• WHAT IS BEING ASKED: Could every entry be set down once more, exactly as given?

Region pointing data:
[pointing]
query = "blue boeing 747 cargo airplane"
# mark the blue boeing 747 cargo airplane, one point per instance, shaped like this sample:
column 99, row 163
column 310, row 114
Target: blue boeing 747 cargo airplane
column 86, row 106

• EXERCISE SOLUTION:
[pointing]
query = "blue boeing 747 cargo airplane"
# mark the blue boeing 747 cargo airplane, one point per instance, shaped like this sample:
column 99, row 163
column 310, row 114
Target: blue boeing 747 cargo airplane
column 86, row 106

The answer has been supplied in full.